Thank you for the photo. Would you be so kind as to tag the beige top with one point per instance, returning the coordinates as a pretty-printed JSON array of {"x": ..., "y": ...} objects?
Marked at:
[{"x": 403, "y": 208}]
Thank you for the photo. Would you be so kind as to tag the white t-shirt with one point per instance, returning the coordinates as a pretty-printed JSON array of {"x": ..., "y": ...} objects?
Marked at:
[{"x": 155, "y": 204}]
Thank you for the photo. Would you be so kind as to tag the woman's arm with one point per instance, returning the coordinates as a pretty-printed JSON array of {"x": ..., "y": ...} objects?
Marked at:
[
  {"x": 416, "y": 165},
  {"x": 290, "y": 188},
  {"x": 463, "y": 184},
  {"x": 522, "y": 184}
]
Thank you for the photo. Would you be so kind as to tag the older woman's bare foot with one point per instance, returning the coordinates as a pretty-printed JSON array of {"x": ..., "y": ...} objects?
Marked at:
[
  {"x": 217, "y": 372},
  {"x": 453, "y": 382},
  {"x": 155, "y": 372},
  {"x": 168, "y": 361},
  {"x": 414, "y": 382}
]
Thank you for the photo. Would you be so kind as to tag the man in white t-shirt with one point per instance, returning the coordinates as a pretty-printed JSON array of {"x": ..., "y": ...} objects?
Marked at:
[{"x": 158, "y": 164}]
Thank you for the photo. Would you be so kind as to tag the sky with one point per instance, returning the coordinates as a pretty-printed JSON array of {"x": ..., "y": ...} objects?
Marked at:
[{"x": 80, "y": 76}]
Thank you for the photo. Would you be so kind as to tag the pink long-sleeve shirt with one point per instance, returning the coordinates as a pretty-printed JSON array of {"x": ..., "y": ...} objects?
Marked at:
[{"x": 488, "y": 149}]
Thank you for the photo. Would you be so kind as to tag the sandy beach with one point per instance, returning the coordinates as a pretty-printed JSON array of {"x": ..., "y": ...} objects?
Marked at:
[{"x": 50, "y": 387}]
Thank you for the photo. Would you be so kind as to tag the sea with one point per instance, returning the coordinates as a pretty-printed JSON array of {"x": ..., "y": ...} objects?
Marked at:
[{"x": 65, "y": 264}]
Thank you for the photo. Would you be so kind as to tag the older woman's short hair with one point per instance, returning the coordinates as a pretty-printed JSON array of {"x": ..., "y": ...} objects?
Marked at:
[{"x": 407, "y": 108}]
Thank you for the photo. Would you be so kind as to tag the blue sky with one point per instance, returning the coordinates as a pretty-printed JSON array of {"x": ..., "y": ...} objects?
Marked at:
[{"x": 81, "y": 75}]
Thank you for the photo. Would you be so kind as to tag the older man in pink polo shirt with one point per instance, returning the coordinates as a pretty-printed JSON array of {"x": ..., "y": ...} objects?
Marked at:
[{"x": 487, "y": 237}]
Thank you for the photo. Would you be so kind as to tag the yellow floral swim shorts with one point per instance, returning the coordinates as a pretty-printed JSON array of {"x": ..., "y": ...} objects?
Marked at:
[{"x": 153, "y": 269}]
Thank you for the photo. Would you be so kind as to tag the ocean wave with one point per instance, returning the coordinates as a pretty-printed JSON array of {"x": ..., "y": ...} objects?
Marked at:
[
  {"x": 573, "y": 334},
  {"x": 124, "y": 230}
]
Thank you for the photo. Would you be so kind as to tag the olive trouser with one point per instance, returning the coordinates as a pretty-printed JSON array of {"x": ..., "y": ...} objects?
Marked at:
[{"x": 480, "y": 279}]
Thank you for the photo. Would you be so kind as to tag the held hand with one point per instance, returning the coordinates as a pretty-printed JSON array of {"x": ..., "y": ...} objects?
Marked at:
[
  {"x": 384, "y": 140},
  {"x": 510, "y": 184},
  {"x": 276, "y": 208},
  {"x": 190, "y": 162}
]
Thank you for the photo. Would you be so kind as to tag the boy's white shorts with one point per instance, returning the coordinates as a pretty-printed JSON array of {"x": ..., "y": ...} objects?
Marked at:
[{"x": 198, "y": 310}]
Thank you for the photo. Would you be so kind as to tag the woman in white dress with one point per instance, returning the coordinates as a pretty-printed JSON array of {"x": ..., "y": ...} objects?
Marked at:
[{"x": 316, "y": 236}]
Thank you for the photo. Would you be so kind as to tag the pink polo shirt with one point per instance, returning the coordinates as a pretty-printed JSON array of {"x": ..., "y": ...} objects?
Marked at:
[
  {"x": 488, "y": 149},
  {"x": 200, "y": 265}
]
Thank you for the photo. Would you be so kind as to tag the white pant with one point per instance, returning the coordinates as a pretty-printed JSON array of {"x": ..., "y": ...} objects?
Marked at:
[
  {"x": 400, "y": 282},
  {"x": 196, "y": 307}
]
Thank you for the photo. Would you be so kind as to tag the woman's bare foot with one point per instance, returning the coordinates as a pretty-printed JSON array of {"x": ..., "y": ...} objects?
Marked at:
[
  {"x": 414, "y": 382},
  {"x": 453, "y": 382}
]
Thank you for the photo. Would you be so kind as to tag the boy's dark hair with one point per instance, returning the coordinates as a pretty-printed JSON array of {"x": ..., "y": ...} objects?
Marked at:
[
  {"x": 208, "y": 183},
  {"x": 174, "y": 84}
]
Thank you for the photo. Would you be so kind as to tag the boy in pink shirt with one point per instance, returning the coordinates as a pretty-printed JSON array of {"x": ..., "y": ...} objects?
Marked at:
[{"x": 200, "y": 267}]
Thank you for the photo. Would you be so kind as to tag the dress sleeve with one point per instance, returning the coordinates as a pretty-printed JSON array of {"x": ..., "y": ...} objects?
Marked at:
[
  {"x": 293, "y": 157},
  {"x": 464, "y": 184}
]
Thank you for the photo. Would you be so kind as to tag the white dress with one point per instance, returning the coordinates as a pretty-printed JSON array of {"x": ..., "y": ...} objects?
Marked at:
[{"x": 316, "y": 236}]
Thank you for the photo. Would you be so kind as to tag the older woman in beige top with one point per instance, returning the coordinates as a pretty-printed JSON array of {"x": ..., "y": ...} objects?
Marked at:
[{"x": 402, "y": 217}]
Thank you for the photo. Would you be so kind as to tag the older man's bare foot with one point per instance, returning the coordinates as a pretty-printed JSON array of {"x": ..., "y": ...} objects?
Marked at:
☆ ☆ ☆ ☆
• [PROBLEM TO WORK ON] Your task is to return, exactly and on their own, the lines from the one containing "the woman's bare" through the last line of the listing.

• [RESULT OF THE TASK]
Thank you for the photo. Would you be so kind as to tag the woman's bare foot with one point per instance, returning the coordinates as a pretty-printed JSON array of {"x": ..., "y": ...} objects?
Marked at:
[
  {"x": 414, "y": 382},
  {"x": 453, "y": 382}
]
Thank you for the photo. Would you be so kind as to tag the boy's dark hair with one point per instance, returning the coordinates as a pretty-printed JSON array of {"x": ..., "y": ...} objects?
Marked at:
[
  {"x": 208, "y": 183},
  {"x": 174, "y": 84}
]
Thank you for the photo. Would you be so kind as to tag the boy in pink shirt with one point per instance, returning the coordinates as a pretty-printed JSON array of {"x": ..., "y": ...} objects?
Marked at:
[{"x": 200, "y": 267}]
Thank you for the photo. Would you be so kind as to tag the dress sleeve with one point per instance, returning the coordinates as a pretty-printed JSON array of {"x": ..., "y": ...} objects?
Marked at:
[
  {"x": 293, "y": 157},
  {"x": 464, "y": 184}
]
Thank you for the photo. Would you be so kind as to tag the white dress with one point per instance, returning the coordinates as a pretty-printed JSON array of {"x": ..., "y": ...} objects?
Marked at:
[{"x": 316, "y": 236}]
Thank you for the photo. Would you be so kind as to tag the older woman in beige top with one point per instance, returning the coordinates as a pretty-printed JSON array of {"x": ..., "y": ...} objects?
Marked at:
[{"x": 402, "y": 217}]
Thank you for the photo. Would you be so kind as to tag the older man's bare foot with one point per instance, returning the coordinates as a pretty-printed JSON array of {"x": ..., "y": ...} objects?
Marked at:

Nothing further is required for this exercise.